(Stored data)
★ ★ ★

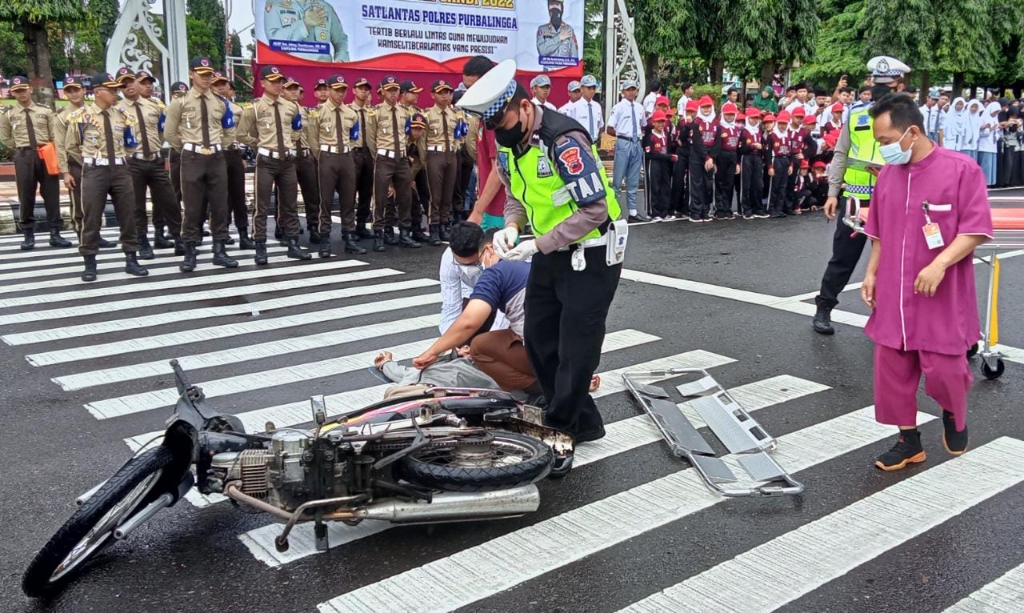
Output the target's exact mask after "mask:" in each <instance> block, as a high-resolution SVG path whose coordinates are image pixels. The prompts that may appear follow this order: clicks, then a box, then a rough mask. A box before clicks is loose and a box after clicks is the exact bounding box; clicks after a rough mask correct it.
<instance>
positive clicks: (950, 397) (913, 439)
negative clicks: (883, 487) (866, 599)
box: [860, 94, 992, 471]
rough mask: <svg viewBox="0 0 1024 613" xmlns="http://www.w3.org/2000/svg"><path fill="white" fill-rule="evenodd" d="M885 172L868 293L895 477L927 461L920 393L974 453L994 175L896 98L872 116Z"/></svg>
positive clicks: (955, 436)
mask: <svg viewBox="0 0 1024 613" xmlns="http://www.w3.org/2000/svg"><path fill="white" fill-rule="evenodd" d="M870 114H871V117H872V118H873V119H874V126H873V130H874V138H876V140H878V141H879V142H880V143H881V144H882V147H881V149H880V151H881V154H882V156H883V157H884V158H885V159H886V165H885V166H884V167H883V169H882V171H881V173H880V174H879V181H878V184H877V185H876V187H874V200H873V202H872V203H871V213H870V215H869V216H868V221H867V224H866V226H865V228H864V231H865V233H866V234H867V235H868V236H869V237H870V239H871V258H870V260H869V261H868V264H867V273H866V275H865V277H864V283H863V286H862V287H861V290H860V293H861V297H862V298H863V300H864V302H865V303H866V304H867V306H868V307H870V308H871V309H872V313H871V316H870V319H869V320H868V322H867V326H866V327H865V329H864V332H865V334H867V336H868V337H869V338H870V339H871V340H872V341H874V419H876V420H878V421H879V422H880V423H882V424H890V425H893V426H898V427H899V429H900V433H899V439H898V441H897V443H896V444H895V445H894V446H893V448H892V449H890V450H889V451H886V452H885V453H883V454H882V455H880V456H879V458H878V459H877V461H876V463H874V466H877V467H878V468H880V469H882V470H884V471H896V470H899V469H902V468H904V467H905V466H906V465H908V464H914V463H920V462H924V461H925V457H926V455H925V449H924V447H923V446H922V444H921V433H920V432H918V428H916V423H918V422H916V414H918V400H916V396H918V386H919V384H920V382H921V376H922V374H924V375H925V392H926V393H927V394H928V395H929V396H931V397H932V398H934V399H935V401H936V402H938V403H939V406H941V407H942V425H943V432H942V442H943V445H944V446H945V448H946V450H947V451H948V452H949V453H952V454H953V455H959V454H961V453H963V452H964V451H966V450H967V445H968V432H967V394H968V390H969V389H970V388H971V383H972V377H971V370H970V368H969V365H968V362H967V360H966V359H965V357H964V356H965V353H966V352H967V350H968V348H969V347H970V346H971V345H973V344H974V343H975V342H977V341H978V339H979V338H981V330H980V326H979V322H978V301H977V297H976V295H975V284H974V265H973V263H972V257H971V255H972V253H973V252H974V249H975V248H976V247H978V246H979V245H981V244H982V243H985V242H986V240H988V239H990V238H991V236H992V218H991V213H990V210H989V205H988V193H987V191H986V189H985V177H984V175H983V174H982V172H981V169H980V168H979V167H978V164H977V163H976V162H974V161H973V160H971V159H970V158H968V157H966V156H964V155H962V154H957V152H954V151H951V150H949V149H945V148H942V147H940V146H937V145H936V144H935V143H934V142H932V141H931V140H929V139H928V137H927V136H926V135H925V120H924V117H923V116H922V115H921V111H919V110H918V105H916V104H915V103H914V101H913V99H912V98H910V97H909V96H905V95H901V94H890V95H888V96H886V97H885V98H883V99H882V100H881V101H880V102H876V104H874V106H873V107H872V108H871V111H870Z"/></svg>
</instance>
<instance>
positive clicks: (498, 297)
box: [469, 260, 529, 337]
mask: <svg viewBox="0 0 1024 613" xmlns="http://www.w3.org/2000/svg"><path fill="white" fill-rule="evenodd" d="M527 278H529V264H528V263H527V262H510V261H508V260H502V261H500V262H498V263H497V264H495V265H494V266H490V267H489V268H486V269H484V271H483V272H481V273H480V278H479V279H477V281H476V286H475V287H473V293H472V294H471V295H470V297H469V299H470V300H482V301H483V302H485V303H487V304H488V305H490V308H494V309H498V310H500V311H501V312H503V313H505V316H506V317H508V320H509V327H511V329H512V332H514V333H515V334H517V335H519V336H520V337H521V336H522V327H523V320H524V319H525V311H524V303H525V298H526V279H527Z"/></svg>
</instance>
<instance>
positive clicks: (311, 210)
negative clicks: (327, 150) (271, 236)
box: [285, 77, 321, 245]
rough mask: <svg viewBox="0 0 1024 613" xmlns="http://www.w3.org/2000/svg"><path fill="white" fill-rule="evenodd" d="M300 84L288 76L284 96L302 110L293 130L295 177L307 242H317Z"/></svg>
mask: <svg viewBox="0 0 1024 613" xmlns="http://www.w3.org/2000/svg"><path fill="white" fill-rule="evenodd" d="M302 93H303V89H302V84H301V83H299V82H298V81H294V80H292V79H291V78H290V77H289V80H288V82H287V83H286V84H285V98H287V99H288V100H290V101H292V102H295V104H296V105H298V107H299V110H300V111H301V112H302V126H303V128H302V129H301V130H296V131H293V135H294V137H295V178H296V179H297V180H298V182H299V189H301V190H302V205H303V208H304V209H305V213H306V229H307V230H309V243H311V244H313V245H316V244H317V243H319V233H318V232H317V231H316V225H317V222H316V217H317V214H318V211H319V205H321V199H319V183H318V180H317V178H316V159H315V158H313V156H312V151H310V150H309V138H308V136H307V126H308V125H309V110H308V108H306V107H305V106H303V105H302Z"/></svg>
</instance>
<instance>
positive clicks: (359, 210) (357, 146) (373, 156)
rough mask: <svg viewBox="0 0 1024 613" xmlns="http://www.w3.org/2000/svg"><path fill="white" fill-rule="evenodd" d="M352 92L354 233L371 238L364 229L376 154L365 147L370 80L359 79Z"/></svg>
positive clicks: (366, 229) (357, 79) (369, 148)
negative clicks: (354, 208)
mask: <svg viewBox="0 0 1024 613" xmlns="http://www.w3.org/2000/svg"><path fill="white" fill-rule="evenodd" d="M352 91H353V92H354V94H355V99H354V100H352V102H351V103H350V104H349V105H348V106H349V108H351V110H352V111H354V112H355V114H356V115H358V116H359V137H358V138H353V139H352V162H354V163H355V195H356V198H357V200H358V203H357V206H356V209H355V234H356V236H358V237H359V238H373V237H374V233H373V231H372V230H370V229H368V228H367V222H369V221H373V210H372V209H371V207H370V204H371V201H372V200H373V198H374V160H375V159H376V158H377V151H374V150H371V149H370V147H368V146H367V114H368V113H370V112H371V111H372V110H373V104H371V103H370V96H371V94H372V93H373V88H372V87H371V86H370V82H369V81H367V80H366V79H364V78H361V77H360V78H359V79H356V80H355V85H353V86H352Z"/></svg>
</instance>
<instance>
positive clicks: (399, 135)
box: [367, 102, 416, 155]
mask: <svg viewBox="0 0 1024 613" xmlns="http://www.w3.org/2000/svg"><path fill="white" fill-rule="evenodd" d="M409 108H410V107H409V106H402V105H401V104H396V105H394V106H389V105H388V104H387V102H383V103H381V104H378V105H377V106H375V107H374V110H373V112H372V113H368V114H367V124H368V126H367V144H368V145H369V146H370V149H371V150H372V151H373V152H374V155H377V151H378V150H380V149H383V150H387V151H393V150H394V148H395V145H396V144H397V145H398V146H399V147H401V146H402V145H403V144H404V142H406V125H407V123H408V122H409V120H411V119H412V118H413V114H414V113H416V112H415V111H410V110H409ZM392 111H393V112H394V118H395V119H396V120H397V124H398V126H397V128H398V133H397V134H395V133H394V123H395V122H394V121H393V120H392ZM402 152H404V150H403V151H402Z"/></svg>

★ ★ ★

Copy out every line of the records above exactly as it appears, but leave out the pictures.

Output the target's exact mask after "mask:" in each <instance> block, as a high-resolution SVG path whose coordinates are image pixels. The prompts that may appear follow this order: clicks, then a box, then a rough mask. A box before clicks is loose and a box after clicks is the exact bounding box; clicks after a rough mask correct it.
<instance>
positive clicks: (950, 397) (913, 439)
negative clicks: (883, 487) (866, 599)
box: [860, 94, 992, 471]
rough mask: <svg viewBox="0 0 1024 613" xmlns="http://www.w3.org/2000/svg"><path fill="white" fill-rule="evenodd" d="M885 172L868 293L895 477L927 461L920 393L974 453L994 175L896 98L872 116Z"/></svg>
positive clicks: (955, 436)
mask: <svg viewBox="0 0 1024 613" xmlns="http://www.w3.org/2000/svg"><path fill="white" fill-rule="evenodd" d="M870 114H871V117H872V118H873V119H874V126H873V130H874V138H876V140H878V141H879V142H880V143H881V144H882V147H881V149H880V151H881V154H882V156H883V157H884V158H885V159H886V165H885V166H884V167H883V169H882V171H881V173H880V174H879V181H878V184H877V185H876V187H874V200H873V202H872V203H871V213H870V215H869V216H868V221H867V224H866V226H865V228H864V231H865V233H866V234H867V235H868V236H869V237H870V239H871V258H870V260H869V261H868V264H867V273H866V275H865V277H864V283H863V286H862V287H861V290H860V293H861V297H862V298H863V300H864V302H865V303H866V304H867V306H868V307H870V308H871V309H872V313H871V316H870V319H869V320H868V322H867V326H866V327H865V329H864V332H865V334H867V336H868V337H869V338H870V339H871V340H872V341H874V419H876V420H878V421H879V422H880V423H882V424H890V425H893V426H898V427H899V429H900V433H899V439H898V441H897V443H896V444H895V445H894V446H893V448H892V449H890V450H889V451H886V452H885V453H883V454H882V455H880V456H879V458H878V459H877V461H876V463H874V466H877V467H878V468H880V469H882V470H884V471H896V470H899V469H902V468H904V467H905V466H906V465H908V464H914V463H920V462H924V461H925V457H926V455H925V449H924V447H923V446H922V444H921V433H920V432H918V428H916V423H918V422H916V414H918V400H916V396H918V386H919V384H920V382H921V376H922V374H924V375H925V392H926V393H927V394H928V395H929V396H931V397H932V398H934V399H935V401H936V402H938V403H939V406H941V407H942V425H943V432H942V442H943V445H944V446H945V448H946V450H947V451H948V452H949V453H952V454H953V455H959V454H961V453H963V452H964V451H966V450H967V445H968V432H967V394H968V390H969V389H970V388H971V383H972V377H971V370H970V368H969V365H968V362H967V360H966V359H965V357H964V356H965V353H966V352H967V350H968V348H969V347H970V346H971V345H973V344H974V343H975V342H977V341H978V339H979V338H981V330H980V326H979V322H978V301H977V297H976V295H975V284H974V265H973V263H972V257H971V255H972V253H973V252H974V249H975V248H976V247H978V246H979V245H981V244H982V243H985V242H986V240H988V239H990V238H991V236H992V218H991V213H990V210H989V205H988V193H987V191H986V189H985V177H984V175H983V174H982V172H981V169H980V168H979V167H978V164H977V163H976V162H974V161H973V160H971V159H970V158H968V157H966V156H964V155H962V154H957V152H954V151H951V150H949V149H945V148H942V147H940V146H937V145H936V144H935V143H934V142H932V141H931V140H929V139H928V137H927V136H926V135H925V120H924V117H923V116H922V115H921V111H919V110H918V105H916V104H915V103H914V101H913V99H912V98H910V97H909V96H905V95H901V94H890V95H888V96H886V97H885V98H883V99H882V100H881V101H880V102H876V104H874V106H873V107H872V108H871V111H870Z"/></svg>
</instance>
<instance>
positive clicks: (498, 297)
box: [469, 260, 529, 337]
mask: <svg viewBox="0 0 1024 613" xmlns="http://www.w3.org/2000/svg"><path fill="white" fill-rule="evenodd" d="M527 278H529V264H528V263H527V262H510V261H508V260H502V261H500V262H498V263H497V264H495V265H494V266H490V267H489V268H486V269H484V271H483V272H481V273H480V278H479V279H477V281H476V286H475V287H473V293H472V294H471V295H470V297H469V299H470V300H482V301H483V302H485V303H487V304H488V305H490V308H494V309H498V310H500V311H501V312H503V313H505V316H506V317H508V320H509V327H511V329H512V332H514V333H515V334H517V335H519V336H520V337H521V336H522V327H523V320H524V319H525V311H524V303H525V298H526V279H527Z"/></svg>
</instance>
<instance>
positive clicks: (311, 210)
negative clicks: (327, 150) (271, 236)
box: [285, 77, 321, 245]
rough mask: <svg viewBox="0 0 1024 613" xmlns="http://www.w3.org/2000/svg"><path fill="white" fill-rule="evenodd" d="M300 84L288 76L284 96L302 110L293 130L295 177L307 242H317Z"/></svg>
mask: <svg viewBox="0 0 1024 613" xmlns="http://www.w3.org/2000/svg"><path fill="white" fill-rule="evenodd" d="M302 93H303V89H302V84H301V83H299V82H298V81H294V80H292V79H291V78H290V77H289V80H288V82H287V83H286V84H285V98H287V99H288V100H290V101H292V102H295V104H296V105H298V107H299V110H300V111H301V112H302V126H303V128H302V129H301V130H296V131H293V135H294V137H295V178H296V179H297V180H298V182H299V189H301V190H302V205H303V208H304V209H305V213H306V229H307V230H309V243H311V244H313V245H316V244H317V243H319V233H318V232H317V231H316V225H317V222H316V217H317V214H318V211H319V205H321V199H319V183H318V180H317V178H316V159H315V158H313V156H312V151H310V150H309V138H308V136H307V126H308V125H309V110H308V108H306V107H305V106H303V105H302Z"/></svg>
</instance>
<instance>
positive clicks: (359, 210) (357, 146) (373, 156)
rough mask: <svg viewBox="0 0 1024 613" xmlns="http://www.w3.org/2000/svg"><path fill="white" fill-rule="evenodd" d="M352 92L354 233L371 238L364 229L376 154L365 147L370 80L359 79Z"/></svg>
positive clicks: (366, 229) (357, 79) (369, 148)
negative clicks: (354, 208)
mask: <svg viewBox="0 0 1024 613" xmlns="http://www.w3.org/2000/svg"><path fill="white" fill-rule="evenodd" d="M352 91H353V92H354V94H355V99H354V100H352V102H351V103H350V104H349V105H348V106H349V108H351V110H352V111H354V112H355V114H356V115H358V116H359V137H358V138H353V139H352V162H354V163H355V195H356V198H357V200H358V203H357V206H356V209H355V234H356V236H358V237H359V238H373V237H374V233H373V231H372V230H370V229H368V228H367V222H369V221H373V210H372V209H371V207H370V204H371V201H372V200H373V198H374V160H375V159H376V158H377V151H374V150H371V149H370V147H368V146H367V114H368V113H370V112H371V111H372V110H373V104H371V103H370V96H371V94H372V93H373V88H372V87H371V86H370V82H369V81H367V80H366V79H364V78H361V77H360V78H359V79H356V80H355V85H353V86H352Z"/></svg>
</instance>
<instance>
positive clicks: (399, 135)
box: [367, 102, 416, 155]
mask: <svg viewBox="0 0 1024 613" xmlns="http://www.w3.org/2000/svg"><path fill="white" fill-rule="evenodd" d="M409 108H410V107H409V106H402V105H401V104H396V105H394V106H389V105H388V104H387V102H383V103H381V104H378V105H377V106H375V107H374V110H373V112H372V113H368V114H367V124H368V126H367V144H368V145H369V146H370V149H371V150H372V151H373V152H374V155H377V151H378V150H380V149H383V150H387V151H393V150H394V148H395V145H396V144H397V145H398V146H399V147H401V146H402V145H403V144H404V142H406V125H407V123H408V122H409V120H411V119H412V118H413V114H414V113H416V112H415V111H410V110H409ZM392 111H393V112H394V118H395V119H396V120H397V124H398V126H397V128H398V133H397V134H395V133H394V123H395V122H394V121H393V120H392ZM402 152H404V150H403V151H402Z"/></svg>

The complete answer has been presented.